(TEXT SHOWN):
###

Environmental Sustainability Evaluation

Environmental Sustainability Evaluation

Life Cycle Assessment in District Heating Systems

As the European Union has set an ambitious target for greenhouse gases emission saving (from energy production) in order to reduce the impact on global warming, of 40% in energy consumption by 2030 and 80 - 95% by 2050 it is important to address efforts in the residential sector as it is responsible for 40% of the current total energy demand. District heating and cooling play an important role as centralized management for space heating / cooling has proven to be an effective way to reduce energy intensity (CO2 / kWh).

Since District Heating (DH) systems are built to provide a sensitive service in many countries across the northern hemisphere, and with additional capacities being deployed year after year due to the many advantages in comparison to individual heating solutions, DH systems have a high impact in energy consumption, and lately in the environment.

###

(DATA RECORDS):
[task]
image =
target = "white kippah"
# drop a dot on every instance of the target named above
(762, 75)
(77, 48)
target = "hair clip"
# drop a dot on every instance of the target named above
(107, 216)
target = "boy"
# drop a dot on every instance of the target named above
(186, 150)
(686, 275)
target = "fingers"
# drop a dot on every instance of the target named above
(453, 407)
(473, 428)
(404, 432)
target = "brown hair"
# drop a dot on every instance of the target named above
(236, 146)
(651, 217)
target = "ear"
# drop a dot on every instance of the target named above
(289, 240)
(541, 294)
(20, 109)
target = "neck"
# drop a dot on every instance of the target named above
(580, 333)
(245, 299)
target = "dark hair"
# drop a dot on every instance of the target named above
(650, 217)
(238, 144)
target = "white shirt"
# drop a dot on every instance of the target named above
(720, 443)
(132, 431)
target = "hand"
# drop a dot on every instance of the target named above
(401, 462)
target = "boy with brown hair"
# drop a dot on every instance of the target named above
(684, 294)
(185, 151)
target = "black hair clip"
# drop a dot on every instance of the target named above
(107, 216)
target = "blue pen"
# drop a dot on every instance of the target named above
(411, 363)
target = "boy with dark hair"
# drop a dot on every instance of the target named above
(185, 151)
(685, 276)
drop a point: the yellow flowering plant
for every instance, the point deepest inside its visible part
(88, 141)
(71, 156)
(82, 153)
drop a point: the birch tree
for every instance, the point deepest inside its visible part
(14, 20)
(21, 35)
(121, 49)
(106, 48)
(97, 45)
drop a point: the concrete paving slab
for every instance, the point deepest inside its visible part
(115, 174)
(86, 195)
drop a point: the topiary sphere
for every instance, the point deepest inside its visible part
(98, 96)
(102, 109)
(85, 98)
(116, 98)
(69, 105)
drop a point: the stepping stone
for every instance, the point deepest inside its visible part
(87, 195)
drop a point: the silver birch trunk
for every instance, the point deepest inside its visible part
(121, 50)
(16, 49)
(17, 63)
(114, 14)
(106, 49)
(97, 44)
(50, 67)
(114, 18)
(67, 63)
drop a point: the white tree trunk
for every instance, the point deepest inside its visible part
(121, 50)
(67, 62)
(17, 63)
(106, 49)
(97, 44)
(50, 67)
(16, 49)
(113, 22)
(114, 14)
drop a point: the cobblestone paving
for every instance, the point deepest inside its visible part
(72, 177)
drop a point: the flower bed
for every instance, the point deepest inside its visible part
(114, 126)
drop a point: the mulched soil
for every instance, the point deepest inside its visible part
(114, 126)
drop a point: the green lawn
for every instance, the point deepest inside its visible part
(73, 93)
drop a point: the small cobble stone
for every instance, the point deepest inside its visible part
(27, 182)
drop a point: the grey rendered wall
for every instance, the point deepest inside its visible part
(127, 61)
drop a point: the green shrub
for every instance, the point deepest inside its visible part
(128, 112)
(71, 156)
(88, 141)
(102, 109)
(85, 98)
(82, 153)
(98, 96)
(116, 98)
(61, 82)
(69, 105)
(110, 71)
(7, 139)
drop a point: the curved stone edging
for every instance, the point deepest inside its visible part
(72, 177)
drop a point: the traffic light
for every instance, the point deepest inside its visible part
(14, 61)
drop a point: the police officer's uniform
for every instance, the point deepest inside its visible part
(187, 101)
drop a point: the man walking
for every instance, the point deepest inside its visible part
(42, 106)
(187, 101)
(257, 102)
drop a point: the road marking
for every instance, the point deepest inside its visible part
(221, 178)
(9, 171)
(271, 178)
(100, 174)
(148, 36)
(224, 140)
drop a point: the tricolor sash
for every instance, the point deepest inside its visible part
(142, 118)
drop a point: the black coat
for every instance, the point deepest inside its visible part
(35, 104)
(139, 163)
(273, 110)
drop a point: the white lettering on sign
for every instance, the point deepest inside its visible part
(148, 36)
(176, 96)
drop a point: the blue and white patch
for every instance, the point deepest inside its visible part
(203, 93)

###

(GOAL OF THE EXERCISE):
Please rewrite the district heating text starting at the words "Life Cycle Assessment" and stopping after "(CO2 / kWh).", with "household sector" in place of "residential sector".

(REPLY TO THE EXERCISE):
Life Cycle Assessment in District Heating Systems

As the European Union has set an ambitious target for greenhouse gases emission saving (from energy production) in order to reduce the impact on global warming, of 40% in energy consumption by 2030 and 80 - 95% by 2050 it is important to address efforts in the household sector as it is responsible for 40% of the current total energy demand. District heating and cooling play an important role as centralized management for space heating / cooling has proven to be an effective way to reduce energy intensity (CO2 / kWh).